**TRY IT**
Begin at the line below that has "Where can the blue". Stop after the line that has "<point>317,80</point>", repeating each line exactly and leaving out the pictures.

[Stored data entries]

-=-=-

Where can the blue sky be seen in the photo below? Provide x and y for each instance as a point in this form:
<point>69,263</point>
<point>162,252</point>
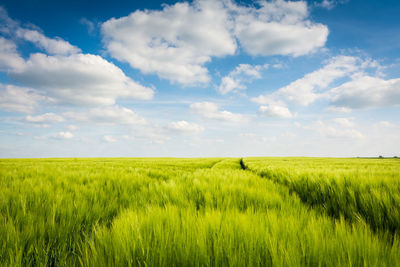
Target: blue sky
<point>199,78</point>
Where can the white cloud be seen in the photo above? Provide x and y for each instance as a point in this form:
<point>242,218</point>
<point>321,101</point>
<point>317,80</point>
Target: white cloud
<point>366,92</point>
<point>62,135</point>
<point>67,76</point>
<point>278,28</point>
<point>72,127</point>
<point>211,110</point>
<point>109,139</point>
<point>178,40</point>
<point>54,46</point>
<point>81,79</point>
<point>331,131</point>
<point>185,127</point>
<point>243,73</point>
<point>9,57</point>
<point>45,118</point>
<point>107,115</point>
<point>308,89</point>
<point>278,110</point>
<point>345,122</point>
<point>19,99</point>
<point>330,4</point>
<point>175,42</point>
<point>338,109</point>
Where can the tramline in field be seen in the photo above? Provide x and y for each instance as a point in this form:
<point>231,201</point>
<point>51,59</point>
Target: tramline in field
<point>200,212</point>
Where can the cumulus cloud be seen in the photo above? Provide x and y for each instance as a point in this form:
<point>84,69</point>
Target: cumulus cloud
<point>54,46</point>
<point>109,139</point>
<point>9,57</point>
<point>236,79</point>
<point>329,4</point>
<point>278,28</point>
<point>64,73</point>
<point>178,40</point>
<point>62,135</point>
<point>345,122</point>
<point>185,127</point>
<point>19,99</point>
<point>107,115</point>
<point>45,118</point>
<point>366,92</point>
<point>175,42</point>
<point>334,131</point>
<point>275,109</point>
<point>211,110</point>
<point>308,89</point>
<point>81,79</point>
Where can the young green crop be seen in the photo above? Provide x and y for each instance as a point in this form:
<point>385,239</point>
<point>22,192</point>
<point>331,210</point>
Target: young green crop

-=-=-

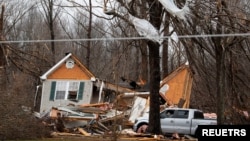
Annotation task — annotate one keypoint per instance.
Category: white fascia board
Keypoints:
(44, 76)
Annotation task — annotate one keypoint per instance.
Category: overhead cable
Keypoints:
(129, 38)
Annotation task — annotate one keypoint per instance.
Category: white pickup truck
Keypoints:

-=-=-

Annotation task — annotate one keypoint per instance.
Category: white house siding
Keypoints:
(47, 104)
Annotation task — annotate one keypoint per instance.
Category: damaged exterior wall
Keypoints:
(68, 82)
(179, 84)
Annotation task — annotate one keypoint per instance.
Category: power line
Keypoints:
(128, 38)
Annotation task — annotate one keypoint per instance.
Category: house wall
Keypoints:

-=-=-

**RESPONSE TO THIS EXERCISE**
Where can the blue sky be seen in the photo below? Provide x and y for each instance as a point in this form:
<point>69,263</point>
<point>162,252</point>
Target: blue sky
<point>199,78</point>
Where can the white cloud be seen in the photo above? Provide x and y for each instance as a point in this form:
<point>242,218</point>
<point>321,101</point>
<point>317,80</point>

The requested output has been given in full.